(Stored items)
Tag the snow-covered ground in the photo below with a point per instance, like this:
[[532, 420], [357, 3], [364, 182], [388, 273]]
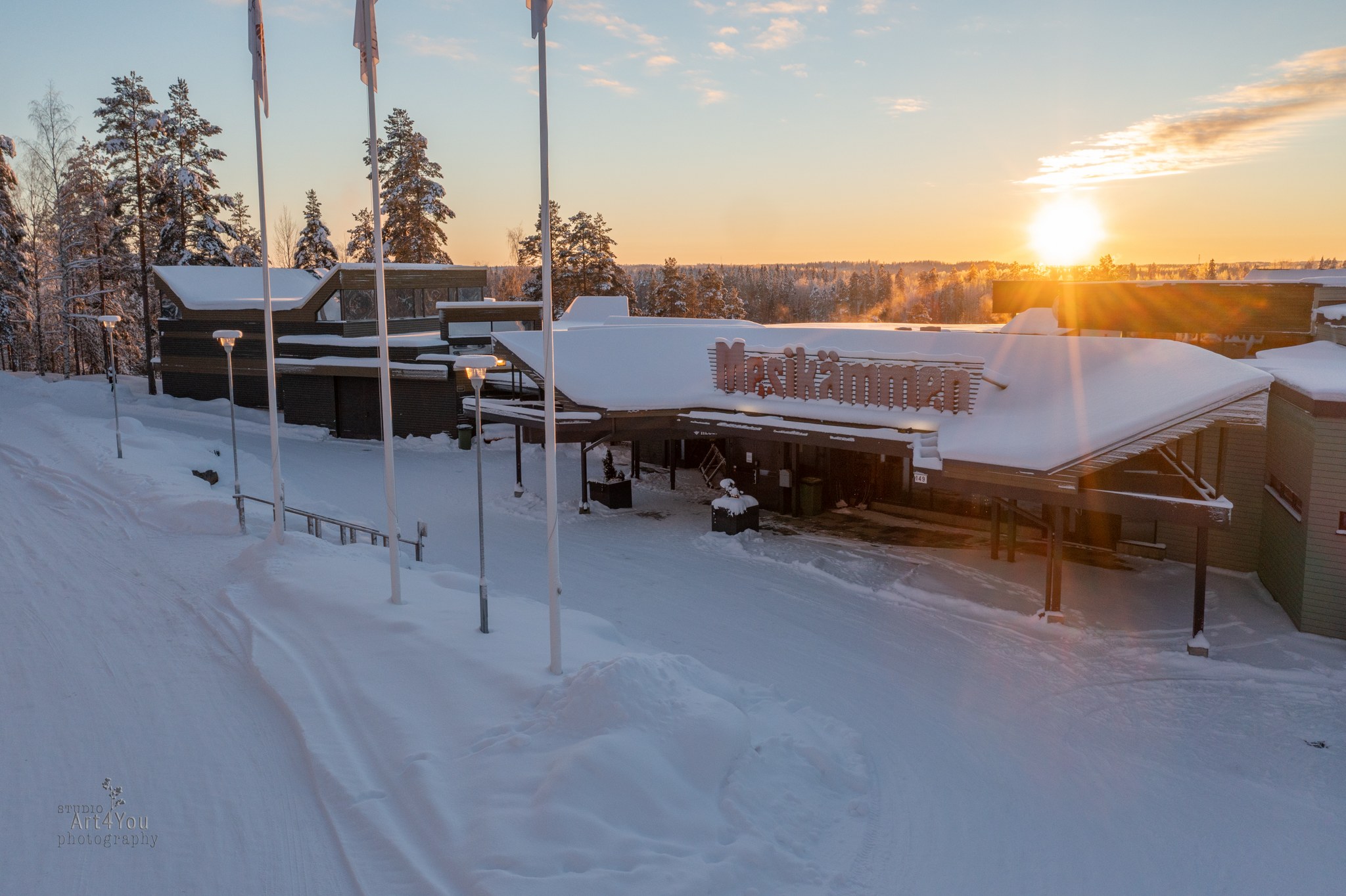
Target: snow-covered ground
[[765, 713]]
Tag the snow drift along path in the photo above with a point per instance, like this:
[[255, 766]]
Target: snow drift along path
[[446, 761], [114, 669]]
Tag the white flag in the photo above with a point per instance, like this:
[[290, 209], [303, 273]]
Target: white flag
[[367, 38], [258, 45], [540, 10]]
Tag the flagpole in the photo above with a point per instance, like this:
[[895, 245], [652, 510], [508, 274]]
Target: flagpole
[[277, 490], [553, 554], [385, 386]]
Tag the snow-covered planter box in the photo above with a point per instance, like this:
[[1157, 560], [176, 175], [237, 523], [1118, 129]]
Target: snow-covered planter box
[[611, 494], [614, 490], [734, 512]]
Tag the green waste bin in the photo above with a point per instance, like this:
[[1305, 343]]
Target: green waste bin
[[810, 497]]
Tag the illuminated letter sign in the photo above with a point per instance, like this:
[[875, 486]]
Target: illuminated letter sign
[[877, 381]]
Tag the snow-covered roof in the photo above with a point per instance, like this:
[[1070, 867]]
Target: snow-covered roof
[[1034, 322], [1333, 313], [597, 309], [1063, 399], [210, 288], [1297, 275], [1315, 369], [398, 340]]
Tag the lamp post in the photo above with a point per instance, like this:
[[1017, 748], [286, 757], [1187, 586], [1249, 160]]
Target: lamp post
[[477, 368], [227, 340], [109, 322]]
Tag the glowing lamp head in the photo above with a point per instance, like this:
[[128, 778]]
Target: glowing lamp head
[[477, 367], [227, 338]]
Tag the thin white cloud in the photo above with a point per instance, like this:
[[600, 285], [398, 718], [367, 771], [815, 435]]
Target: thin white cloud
[[447, 47], [782, 33], [597, 14], [782, 7], [901, 105], [611, 84], [1249, 120], [711, 96]]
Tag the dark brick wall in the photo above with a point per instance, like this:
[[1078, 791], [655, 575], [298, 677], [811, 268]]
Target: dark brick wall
[[310, 401], [423, 408], [249, 392]]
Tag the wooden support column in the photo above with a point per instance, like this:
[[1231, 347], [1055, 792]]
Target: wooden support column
[[519, 462], [1198, 646], [1050, 556], [1058, 522], [583, 478], [995, 529], [1220, 462]]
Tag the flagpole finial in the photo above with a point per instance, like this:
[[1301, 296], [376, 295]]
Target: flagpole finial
[[539, 9], [258, 46], [367, 41]]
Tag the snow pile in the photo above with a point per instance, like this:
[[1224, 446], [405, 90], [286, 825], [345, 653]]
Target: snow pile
[[450, 761], [1034, 322], [1315, 369]]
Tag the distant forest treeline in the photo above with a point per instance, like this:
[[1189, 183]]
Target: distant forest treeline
[[922, 291]]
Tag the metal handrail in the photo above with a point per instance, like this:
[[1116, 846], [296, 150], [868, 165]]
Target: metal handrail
[[349, 532]]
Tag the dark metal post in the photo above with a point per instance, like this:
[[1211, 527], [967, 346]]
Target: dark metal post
[[1198, 606], [519, 462], [478, 376], [995, 529], [233, 437], [583, 477]]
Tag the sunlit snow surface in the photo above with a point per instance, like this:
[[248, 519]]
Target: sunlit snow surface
[[912, 728]]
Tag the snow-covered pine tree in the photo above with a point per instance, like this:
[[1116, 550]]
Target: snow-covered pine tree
[[670, 291], [412, 198], [361, 245], [246, 249], [712, 298], [734, 304], [129, 119], [12, 233], [104, 280], [314, 250], [530, 255], [193, 232], [592, 267]]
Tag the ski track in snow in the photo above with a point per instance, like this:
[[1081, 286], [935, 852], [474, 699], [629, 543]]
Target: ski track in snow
[[1004, 755]]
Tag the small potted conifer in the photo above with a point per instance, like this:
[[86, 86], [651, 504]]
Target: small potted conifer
[[734, 512], [615, 489]]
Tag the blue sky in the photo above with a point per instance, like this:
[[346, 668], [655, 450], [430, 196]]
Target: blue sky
[[769, 131]]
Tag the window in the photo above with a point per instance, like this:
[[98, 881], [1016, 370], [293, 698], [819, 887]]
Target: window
[[1287, 495]]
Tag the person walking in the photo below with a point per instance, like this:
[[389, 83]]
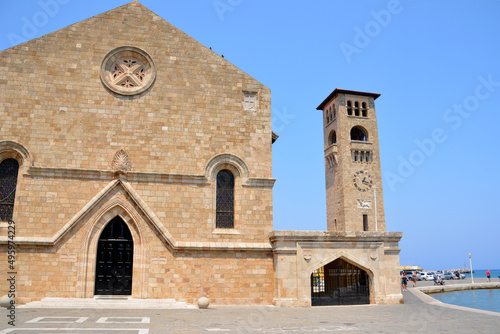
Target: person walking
[[404, 281], [414, 279]]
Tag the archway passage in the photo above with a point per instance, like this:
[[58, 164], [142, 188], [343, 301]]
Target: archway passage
[[115, 253], [339, 283]]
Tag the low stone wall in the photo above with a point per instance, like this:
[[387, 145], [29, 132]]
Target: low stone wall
[[459, 287]]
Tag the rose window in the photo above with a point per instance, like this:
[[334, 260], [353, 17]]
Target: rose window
[[128, 71]]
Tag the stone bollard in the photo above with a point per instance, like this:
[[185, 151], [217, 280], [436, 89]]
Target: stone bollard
[[203, 302], [5, 301]]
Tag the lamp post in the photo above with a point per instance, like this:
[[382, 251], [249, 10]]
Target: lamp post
[[471, 272], [375, 199]]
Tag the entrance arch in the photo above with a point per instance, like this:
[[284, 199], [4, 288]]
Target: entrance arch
[[114, 260], [339, 283]]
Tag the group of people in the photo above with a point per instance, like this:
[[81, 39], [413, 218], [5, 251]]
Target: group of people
[[437, 280], [404, 280]]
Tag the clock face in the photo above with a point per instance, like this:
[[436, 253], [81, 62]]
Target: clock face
[[362, 181]]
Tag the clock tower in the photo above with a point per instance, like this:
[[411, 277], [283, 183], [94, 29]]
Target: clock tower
[[352, 162]]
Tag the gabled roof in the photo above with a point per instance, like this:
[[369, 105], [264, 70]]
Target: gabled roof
[[345, 91]]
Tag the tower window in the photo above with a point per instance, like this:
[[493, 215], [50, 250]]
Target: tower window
[[249, 101], [225, 200], [356, 108], [332, 138], [9, 169], [359, 134]]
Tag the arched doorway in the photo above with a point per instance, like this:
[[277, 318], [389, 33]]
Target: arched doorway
[[339, 283], [115, 253]]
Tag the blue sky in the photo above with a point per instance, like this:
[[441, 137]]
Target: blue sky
[[436, 64]]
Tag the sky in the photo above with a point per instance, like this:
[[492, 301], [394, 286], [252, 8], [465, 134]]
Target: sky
[[436, 65]]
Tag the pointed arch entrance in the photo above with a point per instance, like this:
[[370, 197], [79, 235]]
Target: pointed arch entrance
[[114, 260], [339, 283]]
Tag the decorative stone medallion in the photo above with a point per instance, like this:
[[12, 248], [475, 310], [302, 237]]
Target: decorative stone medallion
[[128, 71], [121, 161]]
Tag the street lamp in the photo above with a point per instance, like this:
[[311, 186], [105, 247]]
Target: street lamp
[[471, 272]]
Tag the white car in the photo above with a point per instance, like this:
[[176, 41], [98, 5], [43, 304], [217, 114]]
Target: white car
[[425, 276]]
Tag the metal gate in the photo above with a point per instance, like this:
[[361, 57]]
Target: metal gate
[[339, 283], [115, 252]]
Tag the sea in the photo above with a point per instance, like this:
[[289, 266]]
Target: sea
[[487, 299]]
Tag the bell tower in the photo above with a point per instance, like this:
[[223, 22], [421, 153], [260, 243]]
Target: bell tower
[[354, 196]]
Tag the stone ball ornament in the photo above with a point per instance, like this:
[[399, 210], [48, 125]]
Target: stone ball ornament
[[128, 70]]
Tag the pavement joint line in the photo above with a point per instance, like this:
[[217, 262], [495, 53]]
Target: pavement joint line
[[62, 330], [429, 300], [105, 320], [39, 320]]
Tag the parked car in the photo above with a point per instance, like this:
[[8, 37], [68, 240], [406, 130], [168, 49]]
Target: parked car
[[448, 275], [425, 276], [458, 275]]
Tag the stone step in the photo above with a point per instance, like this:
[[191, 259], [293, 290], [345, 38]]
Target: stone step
[[110, 302]]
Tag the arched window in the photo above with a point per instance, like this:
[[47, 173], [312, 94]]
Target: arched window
[[358, 133], [332, 138], [9, 169], [225, 200]]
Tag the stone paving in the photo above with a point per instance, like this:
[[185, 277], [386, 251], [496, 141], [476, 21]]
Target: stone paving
[[419, 314]]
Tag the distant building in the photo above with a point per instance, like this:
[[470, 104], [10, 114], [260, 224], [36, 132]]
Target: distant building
[[135, 161]]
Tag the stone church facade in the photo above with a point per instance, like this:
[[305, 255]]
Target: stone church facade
[[141, 165]]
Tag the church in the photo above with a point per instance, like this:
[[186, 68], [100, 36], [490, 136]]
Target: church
[[140, 165]]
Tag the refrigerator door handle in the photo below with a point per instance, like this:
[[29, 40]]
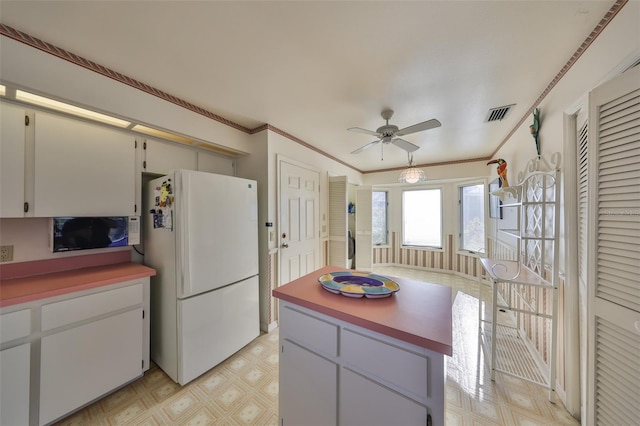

(What you need to do): Could you transcribe the entries above word for word, from the line with "Tag the pointed" down to the line with "[[311, 186], [105, 247]]", keeping both?

(Result of the task):
Tag the pointed arch entrance in the photo above with a point per instance, like this:
[[370, 197], [79, 235]]
Target: pointed arch entrance
[[114, 260], [339, 283]]
Tag the decorative stone medallion in the photo above with a point per instance, like this:
[[12, 248], [475, 310], [302, 237]]
Target: decorative stone medallion
[[128, 71], [121, 161]]
Tag the street lamp in the photo above with a point per instance, like this:
[[311, 186], [105, 247]]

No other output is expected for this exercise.